Here the job is to restate every entry word for word.

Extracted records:
--------------------

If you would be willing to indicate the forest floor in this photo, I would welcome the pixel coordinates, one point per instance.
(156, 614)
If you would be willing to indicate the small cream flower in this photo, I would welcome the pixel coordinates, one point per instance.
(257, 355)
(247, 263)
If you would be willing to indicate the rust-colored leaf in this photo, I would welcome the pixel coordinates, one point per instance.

--------------------

Finished exercise:
If you would be willing to indicate the forest floor in this photo, I would welcome the pixel coordinates, one point per instance.
(156, 614)
If you would be willing to indicate the small cream flower in this photo, I would welcome the pixel coordinates, one point per instance.
(257, 355)
(247, 263)
If you would be willing to indicate the rust-colored leaf in this photo, I would welcome the pixel coordinates, one point per instance.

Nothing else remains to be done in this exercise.